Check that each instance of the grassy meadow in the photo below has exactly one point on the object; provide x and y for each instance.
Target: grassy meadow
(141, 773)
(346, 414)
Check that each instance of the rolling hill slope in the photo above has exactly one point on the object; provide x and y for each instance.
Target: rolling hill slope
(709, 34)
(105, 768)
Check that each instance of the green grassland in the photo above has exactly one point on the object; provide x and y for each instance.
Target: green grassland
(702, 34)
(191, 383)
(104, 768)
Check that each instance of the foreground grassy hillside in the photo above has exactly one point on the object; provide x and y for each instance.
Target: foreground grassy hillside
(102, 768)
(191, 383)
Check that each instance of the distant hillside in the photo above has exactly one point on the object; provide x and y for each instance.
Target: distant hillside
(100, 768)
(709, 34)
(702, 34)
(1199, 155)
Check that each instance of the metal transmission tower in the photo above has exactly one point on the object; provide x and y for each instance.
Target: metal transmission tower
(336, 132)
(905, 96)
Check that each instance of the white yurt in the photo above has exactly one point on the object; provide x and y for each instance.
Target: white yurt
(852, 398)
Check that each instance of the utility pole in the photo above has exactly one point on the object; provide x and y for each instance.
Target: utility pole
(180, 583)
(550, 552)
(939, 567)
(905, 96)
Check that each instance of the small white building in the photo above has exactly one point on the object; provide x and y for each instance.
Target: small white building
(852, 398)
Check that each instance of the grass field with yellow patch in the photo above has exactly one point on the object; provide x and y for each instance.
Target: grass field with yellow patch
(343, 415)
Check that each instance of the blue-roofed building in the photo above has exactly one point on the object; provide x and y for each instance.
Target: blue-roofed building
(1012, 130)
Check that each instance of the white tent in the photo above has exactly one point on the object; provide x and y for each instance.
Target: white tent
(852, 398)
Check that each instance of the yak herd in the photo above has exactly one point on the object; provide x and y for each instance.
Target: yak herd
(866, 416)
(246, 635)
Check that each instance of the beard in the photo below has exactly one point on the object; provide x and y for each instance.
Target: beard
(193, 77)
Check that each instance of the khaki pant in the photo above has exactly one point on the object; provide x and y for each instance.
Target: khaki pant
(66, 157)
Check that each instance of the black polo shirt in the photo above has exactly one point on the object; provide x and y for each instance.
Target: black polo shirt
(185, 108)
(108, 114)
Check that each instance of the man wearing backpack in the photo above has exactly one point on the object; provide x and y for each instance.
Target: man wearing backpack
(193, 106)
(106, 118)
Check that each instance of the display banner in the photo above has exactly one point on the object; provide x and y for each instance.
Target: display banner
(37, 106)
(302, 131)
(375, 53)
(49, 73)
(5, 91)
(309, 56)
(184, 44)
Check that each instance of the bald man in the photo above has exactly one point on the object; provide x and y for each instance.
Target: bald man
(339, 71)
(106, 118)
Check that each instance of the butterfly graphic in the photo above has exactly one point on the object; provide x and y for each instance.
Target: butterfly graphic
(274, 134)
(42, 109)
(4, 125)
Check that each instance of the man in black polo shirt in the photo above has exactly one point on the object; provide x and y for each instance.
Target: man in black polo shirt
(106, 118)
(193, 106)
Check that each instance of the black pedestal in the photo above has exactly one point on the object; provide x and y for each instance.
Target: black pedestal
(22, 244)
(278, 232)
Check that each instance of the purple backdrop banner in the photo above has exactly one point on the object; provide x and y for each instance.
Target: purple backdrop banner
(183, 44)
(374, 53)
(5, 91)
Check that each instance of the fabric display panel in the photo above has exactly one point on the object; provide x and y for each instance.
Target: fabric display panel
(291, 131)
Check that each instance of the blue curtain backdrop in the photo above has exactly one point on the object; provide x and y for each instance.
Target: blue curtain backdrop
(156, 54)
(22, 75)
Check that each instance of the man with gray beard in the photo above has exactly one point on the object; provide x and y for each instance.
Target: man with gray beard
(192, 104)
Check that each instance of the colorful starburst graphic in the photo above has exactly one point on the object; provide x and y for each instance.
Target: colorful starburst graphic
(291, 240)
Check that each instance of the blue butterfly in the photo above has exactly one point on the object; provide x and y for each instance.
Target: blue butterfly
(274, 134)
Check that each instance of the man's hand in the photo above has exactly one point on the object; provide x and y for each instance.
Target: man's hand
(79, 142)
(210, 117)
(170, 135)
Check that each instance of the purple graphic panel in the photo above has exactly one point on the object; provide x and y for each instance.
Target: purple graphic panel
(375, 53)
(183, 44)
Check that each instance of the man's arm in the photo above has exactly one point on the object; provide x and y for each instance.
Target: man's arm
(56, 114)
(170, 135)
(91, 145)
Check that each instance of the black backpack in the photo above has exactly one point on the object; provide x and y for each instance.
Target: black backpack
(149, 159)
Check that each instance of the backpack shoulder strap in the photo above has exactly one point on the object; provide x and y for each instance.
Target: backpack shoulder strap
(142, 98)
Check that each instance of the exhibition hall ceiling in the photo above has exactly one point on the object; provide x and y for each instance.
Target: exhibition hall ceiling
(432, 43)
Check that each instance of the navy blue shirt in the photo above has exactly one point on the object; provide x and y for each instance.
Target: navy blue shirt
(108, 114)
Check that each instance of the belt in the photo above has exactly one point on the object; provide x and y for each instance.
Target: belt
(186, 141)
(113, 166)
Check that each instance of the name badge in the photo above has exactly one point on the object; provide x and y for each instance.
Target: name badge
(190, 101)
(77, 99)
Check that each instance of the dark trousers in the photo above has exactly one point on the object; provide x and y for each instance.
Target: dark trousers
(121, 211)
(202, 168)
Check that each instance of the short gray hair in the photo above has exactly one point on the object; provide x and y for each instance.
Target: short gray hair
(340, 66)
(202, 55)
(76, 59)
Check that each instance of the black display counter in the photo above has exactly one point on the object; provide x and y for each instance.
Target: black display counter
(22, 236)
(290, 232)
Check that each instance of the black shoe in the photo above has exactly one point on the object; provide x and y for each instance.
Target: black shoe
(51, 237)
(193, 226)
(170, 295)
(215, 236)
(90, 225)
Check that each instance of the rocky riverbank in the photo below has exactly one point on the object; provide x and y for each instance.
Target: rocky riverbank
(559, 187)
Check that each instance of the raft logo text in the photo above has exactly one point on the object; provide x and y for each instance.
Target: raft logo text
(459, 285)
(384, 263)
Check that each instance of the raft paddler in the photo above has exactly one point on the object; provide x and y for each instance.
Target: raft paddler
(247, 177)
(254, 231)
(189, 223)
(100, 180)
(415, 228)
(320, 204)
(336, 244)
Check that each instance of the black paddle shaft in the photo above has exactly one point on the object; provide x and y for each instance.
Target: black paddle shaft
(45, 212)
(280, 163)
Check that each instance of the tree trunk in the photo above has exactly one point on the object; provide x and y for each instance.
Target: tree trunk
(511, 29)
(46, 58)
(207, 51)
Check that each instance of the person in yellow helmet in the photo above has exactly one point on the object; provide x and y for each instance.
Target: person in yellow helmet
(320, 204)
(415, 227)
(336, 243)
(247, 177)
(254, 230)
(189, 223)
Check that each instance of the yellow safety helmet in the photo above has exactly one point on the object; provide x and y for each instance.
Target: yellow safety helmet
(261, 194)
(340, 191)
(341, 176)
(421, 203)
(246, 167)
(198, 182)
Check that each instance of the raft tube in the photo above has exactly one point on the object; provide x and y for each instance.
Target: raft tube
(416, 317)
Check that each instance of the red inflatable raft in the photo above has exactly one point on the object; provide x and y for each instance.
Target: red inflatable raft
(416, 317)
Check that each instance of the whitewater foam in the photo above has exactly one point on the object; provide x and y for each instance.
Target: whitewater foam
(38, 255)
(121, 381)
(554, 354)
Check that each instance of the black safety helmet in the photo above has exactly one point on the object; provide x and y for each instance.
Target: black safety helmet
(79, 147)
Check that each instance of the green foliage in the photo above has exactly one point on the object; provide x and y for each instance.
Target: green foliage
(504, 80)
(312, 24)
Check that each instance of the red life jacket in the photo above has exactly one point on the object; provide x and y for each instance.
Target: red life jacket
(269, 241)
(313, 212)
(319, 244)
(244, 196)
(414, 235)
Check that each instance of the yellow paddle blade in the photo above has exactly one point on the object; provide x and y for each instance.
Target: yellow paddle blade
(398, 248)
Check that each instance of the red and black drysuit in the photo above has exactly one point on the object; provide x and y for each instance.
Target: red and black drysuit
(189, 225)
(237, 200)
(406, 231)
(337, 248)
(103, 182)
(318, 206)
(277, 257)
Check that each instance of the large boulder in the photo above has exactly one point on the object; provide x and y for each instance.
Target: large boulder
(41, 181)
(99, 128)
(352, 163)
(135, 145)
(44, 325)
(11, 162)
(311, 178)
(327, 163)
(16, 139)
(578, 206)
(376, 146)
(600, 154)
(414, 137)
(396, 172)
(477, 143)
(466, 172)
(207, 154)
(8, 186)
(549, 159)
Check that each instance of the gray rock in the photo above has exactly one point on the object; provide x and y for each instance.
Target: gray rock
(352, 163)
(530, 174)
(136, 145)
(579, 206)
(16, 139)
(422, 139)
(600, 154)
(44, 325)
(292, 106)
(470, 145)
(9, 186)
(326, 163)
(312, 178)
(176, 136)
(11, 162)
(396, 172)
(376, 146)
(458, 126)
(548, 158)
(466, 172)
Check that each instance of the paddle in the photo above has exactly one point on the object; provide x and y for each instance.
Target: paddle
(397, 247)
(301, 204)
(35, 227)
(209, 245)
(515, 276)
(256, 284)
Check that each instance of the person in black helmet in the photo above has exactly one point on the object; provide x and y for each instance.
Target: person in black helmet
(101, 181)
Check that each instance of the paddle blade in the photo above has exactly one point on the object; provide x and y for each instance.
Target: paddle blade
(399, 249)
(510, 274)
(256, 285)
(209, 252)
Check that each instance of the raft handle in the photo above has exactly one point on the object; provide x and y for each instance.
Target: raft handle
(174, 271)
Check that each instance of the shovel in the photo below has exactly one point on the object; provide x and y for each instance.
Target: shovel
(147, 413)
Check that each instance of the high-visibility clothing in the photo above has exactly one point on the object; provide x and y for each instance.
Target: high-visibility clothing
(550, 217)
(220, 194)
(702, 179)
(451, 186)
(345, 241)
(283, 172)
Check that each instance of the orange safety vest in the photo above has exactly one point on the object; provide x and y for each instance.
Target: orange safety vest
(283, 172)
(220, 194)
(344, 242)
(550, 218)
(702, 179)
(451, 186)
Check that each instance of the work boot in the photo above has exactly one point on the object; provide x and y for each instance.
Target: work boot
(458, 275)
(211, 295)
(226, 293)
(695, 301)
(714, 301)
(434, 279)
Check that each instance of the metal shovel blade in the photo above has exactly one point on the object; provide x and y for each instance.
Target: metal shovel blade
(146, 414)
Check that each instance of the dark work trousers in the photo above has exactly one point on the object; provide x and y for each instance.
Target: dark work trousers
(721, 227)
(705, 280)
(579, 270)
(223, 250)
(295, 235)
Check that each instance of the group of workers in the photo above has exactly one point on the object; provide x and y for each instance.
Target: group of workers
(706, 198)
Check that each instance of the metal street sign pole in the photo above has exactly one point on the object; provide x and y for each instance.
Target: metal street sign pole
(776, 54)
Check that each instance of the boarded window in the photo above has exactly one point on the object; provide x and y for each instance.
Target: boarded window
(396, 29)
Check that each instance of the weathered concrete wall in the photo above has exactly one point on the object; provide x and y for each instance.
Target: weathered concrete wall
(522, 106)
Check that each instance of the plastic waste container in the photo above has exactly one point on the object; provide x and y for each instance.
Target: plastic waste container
· · · ·
Take the line with "Check that each instance of the group" and all lines after it to the last line, and reproduce them exactly.

-- COMPLETE ANSWER --
Check that each instance of the group of workers in the photo above has exactly one point on the object; provide x and y for each instance.
Target: group of workers
(706, 198)
Check that each instance of the metal street sign pole in the photo above has exactly one point on the object; provide x and y for each instance.
Target: metal street sign pole
(776, 54)
Check that each instance of the boarded window in the photo above has exactly one point on the object; provide x and y for each instance.
Target: boarded window
(396, 29)
Check that each instance of the weathered concrete wall in the photo above has exactly one point on the object; provide x and y for each instance.
Target: weathered concrete wall
(522, 106)
Check that each instance of the plastic waste container in the photo above has exactly one point on the object; provide x and y for each instance.
Target: plastic waste container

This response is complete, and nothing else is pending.